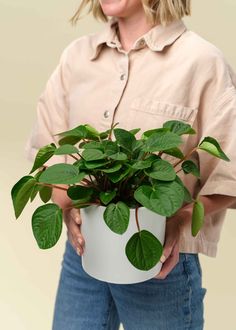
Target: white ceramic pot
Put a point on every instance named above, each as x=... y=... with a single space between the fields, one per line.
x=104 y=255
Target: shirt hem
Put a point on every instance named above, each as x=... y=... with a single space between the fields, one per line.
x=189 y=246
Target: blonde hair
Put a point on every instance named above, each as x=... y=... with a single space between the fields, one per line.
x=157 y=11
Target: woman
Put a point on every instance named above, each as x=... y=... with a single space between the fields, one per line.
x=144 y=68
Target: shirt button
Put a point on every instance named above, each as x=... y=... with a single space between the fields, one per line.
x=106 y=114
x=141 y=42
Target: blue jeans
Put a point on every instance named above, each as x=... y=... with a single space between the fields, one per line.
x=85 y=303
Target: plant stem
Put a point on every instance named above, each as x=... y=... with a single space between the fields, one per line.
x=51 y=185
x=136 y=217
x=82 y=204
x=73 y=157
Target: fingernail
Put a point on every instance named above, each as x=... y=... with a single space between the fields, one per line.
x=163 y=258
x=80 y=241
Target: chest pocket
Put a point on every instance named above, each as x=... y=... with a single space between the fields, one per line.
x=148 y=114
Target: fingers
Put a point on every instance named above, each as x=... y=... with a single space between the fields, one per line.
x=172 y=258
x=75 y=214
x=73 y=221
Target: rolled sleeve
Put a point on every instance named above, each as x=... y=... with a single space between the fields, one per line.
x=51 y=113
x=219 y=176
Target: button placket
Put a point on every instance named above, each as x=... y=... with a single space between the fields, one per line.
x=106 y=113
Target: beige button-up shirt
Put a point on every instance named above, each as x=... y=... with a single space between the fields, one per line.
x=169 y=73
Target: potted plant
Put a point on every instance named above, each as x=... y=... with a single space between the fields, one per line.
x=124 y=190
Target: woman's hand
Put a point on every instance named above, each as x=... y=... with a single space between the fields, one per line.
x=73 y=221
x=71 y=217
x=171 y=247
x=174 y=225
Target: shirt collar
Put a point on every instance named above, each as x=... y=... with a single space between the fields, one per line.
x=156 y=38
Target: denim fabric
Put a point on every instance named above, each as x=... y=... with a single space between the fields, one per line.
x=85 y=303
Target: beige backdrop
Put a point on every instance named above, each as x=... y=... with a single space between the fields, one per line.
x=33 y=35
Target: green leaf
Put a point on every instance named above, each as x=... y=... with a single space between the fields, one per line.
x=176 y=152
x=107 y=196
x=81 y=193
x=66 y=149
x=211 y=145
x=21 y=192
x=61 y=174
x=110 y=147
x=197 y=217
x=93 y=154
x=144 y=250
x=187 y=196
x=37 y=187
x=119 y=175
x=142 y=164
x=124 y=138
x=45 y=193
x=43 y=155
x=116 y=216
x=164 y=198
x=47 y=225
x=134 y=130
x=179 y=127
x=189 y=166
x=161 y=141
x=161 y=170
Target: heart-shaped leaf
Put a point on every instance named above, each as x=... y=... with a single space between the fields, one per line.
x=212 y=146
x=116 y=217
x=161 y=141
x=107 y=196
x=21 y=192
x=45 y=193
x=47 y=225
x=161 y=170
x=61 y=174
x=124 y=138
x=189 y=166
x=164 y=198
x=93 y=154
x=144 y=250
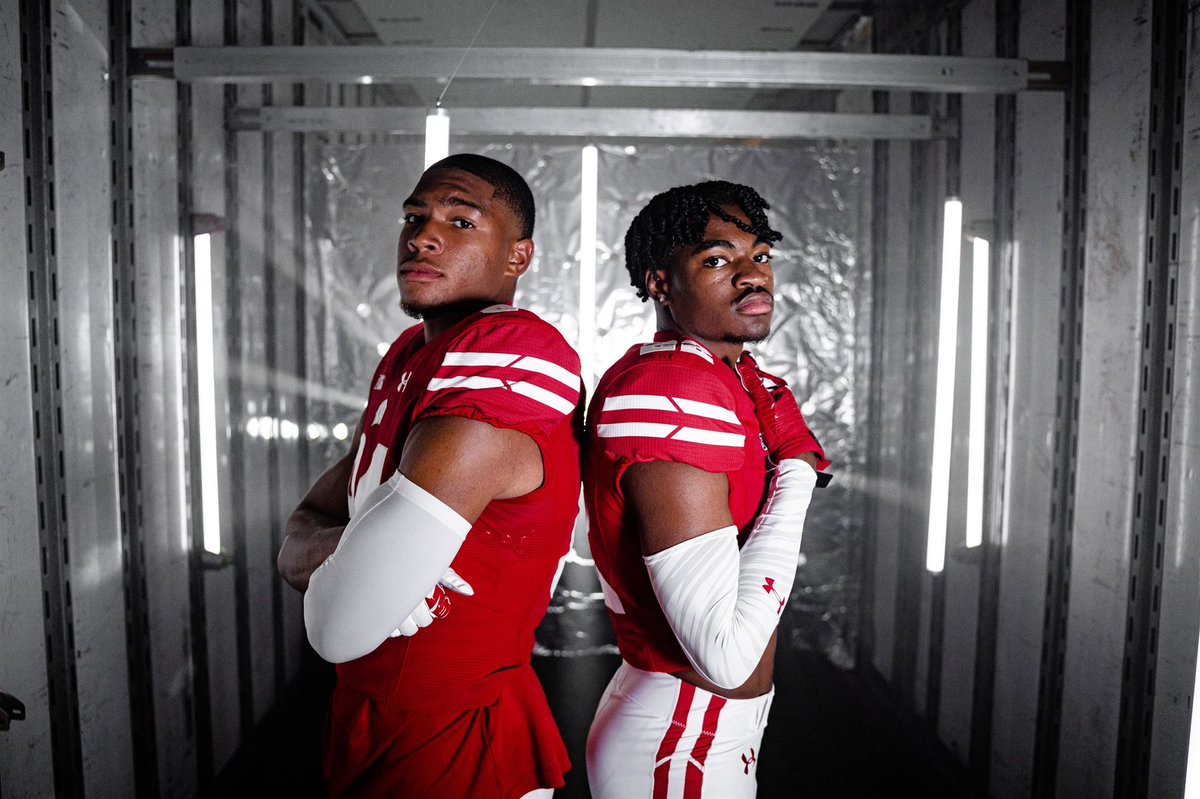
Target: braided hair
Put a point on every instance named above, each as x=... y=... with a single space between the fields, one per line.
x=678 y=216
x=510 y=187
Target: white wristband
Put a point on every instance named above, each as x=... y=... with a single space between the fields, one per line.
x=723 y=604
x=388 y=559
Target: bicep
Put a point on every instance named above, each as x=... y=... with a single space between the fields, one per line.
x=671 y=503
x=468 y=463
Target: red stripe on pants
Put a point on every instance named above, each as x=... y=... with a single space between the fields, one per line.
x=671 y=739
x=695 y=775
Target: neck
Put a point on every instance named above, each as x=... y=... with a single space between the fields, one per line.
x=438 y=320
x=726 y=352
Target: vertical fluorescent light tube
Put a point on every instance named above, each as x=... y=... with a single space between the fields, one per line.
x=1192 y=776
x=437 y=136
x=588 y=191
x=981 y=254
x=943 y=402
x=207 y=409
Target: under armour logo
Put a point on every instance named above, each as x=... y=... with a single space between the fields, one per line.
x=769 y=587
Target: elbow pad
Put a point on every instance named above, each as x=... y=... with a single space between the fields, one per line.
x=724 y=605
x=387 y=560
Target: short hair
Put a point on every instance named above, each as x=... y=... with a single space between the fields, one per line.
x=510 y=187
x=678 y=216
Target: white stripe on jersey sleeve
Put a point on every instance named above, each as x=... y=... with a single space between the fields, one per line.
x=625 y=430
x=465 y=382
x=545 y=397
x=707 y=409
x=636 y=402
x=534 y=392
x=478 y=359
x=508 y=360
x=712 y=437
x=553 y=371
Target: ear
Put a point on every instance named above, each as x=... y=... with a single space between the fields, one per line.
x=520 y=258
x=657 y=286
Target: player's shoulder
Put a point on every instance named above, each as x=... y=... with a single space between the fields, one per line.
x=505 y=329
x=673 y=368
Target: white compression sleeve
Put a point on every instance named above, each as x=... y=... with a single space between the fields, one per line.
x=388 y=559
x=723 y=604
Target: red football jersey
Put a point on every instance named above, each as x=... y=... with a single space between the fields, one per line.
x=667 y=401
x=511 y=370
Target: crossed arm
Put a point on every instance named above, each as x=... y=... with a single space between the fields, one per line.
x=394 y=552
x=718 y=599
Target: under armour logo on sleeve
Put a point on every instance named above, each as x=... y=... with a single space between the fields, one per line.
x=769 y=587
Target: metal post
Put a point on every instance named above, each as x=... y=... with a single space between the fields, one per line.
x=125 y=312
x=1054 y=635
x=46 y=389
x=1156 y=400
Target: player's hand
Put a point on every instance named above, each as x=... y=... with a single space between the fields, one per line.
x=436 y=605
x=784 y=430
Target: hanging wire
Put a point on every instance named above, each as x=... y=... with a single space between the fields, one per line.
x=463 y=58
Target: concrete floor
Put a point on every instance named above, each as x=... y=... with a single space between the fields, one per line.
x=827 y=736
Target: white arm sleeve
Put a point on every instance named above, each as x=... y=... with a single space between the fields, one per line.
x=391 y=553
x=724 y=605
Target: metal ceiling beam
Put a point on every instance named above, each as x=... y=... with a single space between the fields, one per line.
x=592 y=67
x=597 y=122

######

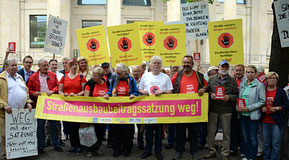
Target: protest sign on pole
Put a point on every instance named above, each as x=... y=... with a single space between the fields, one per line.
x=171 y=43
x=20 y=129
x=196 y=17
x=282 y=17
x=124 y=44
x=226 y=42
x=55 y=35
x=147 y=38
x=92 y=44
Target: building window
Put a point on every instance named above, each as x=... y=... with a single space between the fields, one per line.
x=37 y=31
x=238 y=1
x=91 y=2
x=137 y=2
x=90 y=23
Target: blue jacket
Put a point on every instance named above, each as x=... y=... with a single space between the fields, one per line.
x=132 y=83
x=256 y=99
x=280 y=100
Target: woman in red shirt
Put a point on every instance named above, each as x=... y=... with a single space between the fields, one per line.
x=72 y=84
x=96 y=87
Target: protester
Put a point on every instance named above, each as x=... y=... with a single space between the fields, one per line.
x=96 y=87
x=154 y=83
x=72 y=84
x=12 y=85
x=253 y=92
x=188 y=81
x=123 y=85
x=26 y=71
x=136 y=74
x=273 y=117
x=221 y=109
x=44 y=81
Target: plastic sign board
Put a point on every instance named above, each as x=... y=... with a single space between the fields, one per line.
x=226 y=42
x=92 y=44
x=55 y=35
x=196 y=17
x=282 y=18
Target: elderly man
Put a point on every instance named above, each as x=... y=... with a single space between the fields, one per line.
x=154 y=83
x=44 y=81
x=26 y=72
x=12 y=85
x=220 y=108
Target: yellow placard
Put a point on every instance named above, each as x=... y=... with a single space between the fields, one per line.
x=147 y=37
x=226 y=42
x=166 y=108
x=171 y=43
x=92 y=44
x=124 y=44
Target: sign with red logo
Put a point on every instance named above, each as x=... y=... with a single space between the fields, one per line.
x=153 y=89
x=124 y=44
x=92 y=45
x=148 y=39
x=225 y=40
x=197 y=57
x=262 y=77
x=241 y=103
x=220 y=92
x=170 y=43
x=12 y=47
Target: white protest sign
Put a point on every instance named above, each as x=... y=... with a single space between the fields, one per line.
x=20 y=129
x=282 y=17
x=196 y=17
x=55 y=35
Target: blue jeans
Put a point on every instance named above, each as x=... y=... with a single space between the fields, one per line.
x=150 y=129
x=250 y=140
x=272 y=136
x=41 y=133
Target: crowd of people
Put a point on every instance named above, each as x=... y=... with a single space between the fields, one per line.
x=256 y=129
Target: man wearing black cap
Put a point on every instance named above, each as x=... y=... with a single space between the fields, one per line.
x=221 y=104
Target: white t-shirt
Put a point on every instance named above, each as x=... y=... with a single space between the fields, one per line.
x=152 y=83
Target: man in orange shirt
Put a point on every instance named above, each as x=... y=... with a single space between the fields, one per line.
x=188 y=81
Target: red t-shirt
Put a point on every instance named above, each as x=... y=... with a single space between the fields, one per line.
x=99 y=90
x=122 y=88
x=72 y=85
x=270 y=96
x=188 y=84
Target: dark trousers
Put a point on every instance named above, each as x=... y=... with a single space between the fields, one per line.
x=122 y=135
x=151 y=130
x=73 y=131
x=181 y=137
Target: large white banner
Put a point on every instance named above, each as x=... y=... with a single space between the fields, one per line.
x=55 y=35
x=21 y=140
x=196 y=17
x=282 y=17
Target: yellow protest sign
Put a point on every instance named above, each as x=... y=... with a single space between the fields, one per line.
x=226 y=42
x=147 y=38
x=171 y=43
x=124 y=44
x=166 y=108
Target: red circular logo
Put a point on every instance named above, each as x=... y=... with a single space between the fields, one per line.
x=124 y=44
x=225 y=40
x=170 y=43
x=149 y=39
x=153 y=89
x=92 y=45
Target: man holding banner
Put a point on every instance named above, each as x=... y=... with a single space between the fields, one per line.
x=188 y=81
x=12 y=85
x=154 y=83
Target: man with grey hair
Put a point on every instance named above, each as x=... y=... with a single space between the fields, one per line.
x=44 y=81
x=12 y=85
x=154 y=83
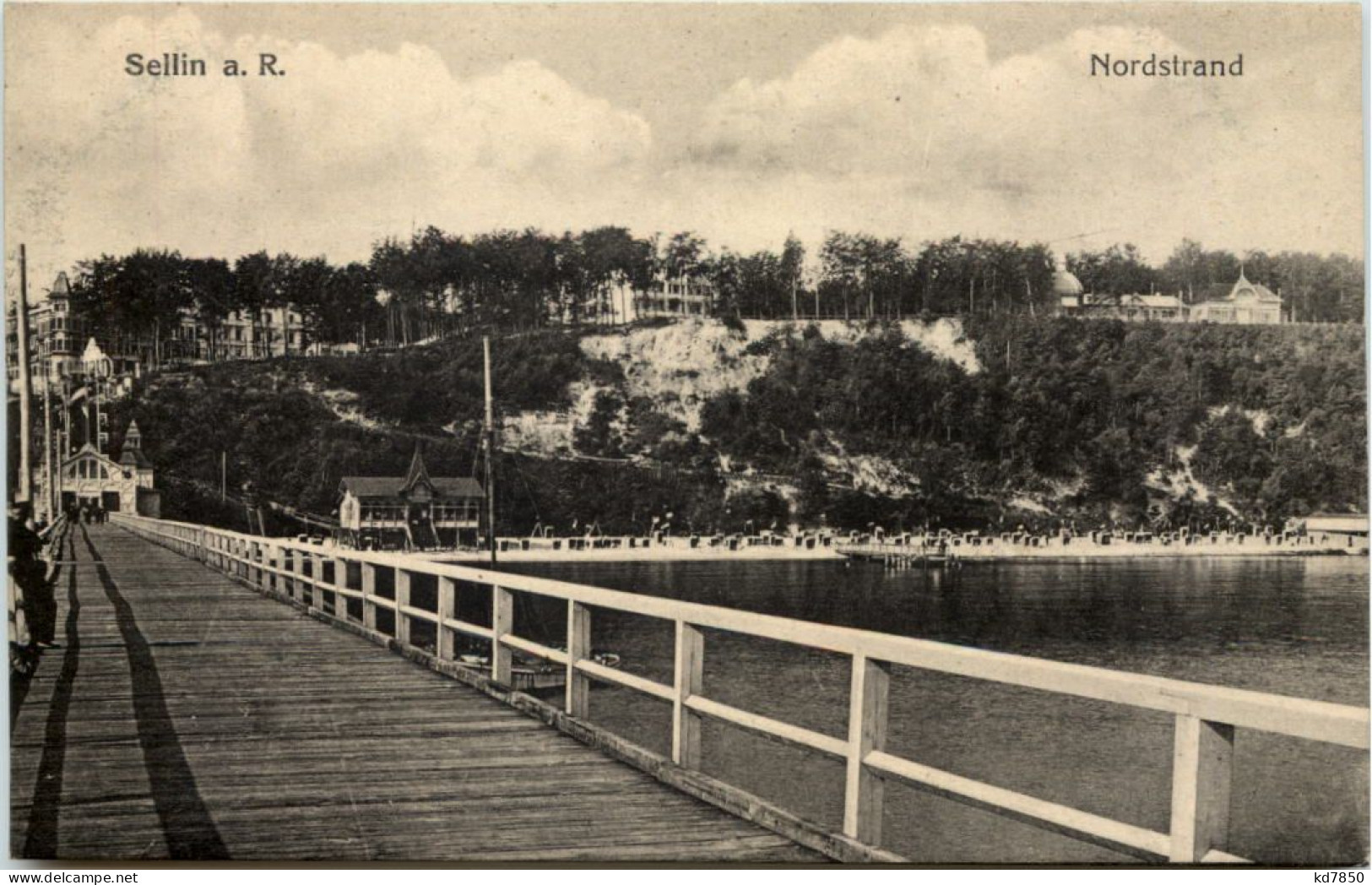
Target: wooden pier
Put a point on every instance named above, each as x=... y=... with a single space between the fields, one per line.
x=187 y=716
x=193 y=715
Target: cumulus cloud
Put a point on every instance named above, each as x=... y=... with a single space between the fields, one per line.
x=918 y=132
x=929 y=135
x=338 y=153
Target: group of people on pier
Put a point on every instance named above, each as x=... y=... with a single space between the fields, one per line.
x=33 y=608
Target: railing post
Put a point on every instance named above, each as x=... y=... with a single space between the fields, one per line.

######

From the records above, transcribe without alteration every line from the one with "Target: white ceramic pot" to the one with "Target: plant stem", inclusive.

Target: white ceramic pot
Put a point on every instance named above, each as x=... y=... with a single space between the fields, one per line.
x=104 y=255
Target: shirt hem
Put a point on every instance named above, each as x=... y=... with a single space between the fields, one per line.
x=189 y=246
Target: blonde hair
Put a point on every instance named above, each as x=... y=... with a single space between the fields, one per line.
x=157 y=11
Target: woman
Put a point on every instance named above, each as x=... y=... with a single space between the fields, one per line.
x=144 y=68
Target: shirt button
Put a point on every instance named above, each as x=... y=... with a single space between the fields, one per line.
x=106 y=114
x=141 y=42
Target: blue jeans
Put a point on every instance named above, each as x=... y=... with a single space between the fields, one per line.
x=85 y=303
Target: plant stem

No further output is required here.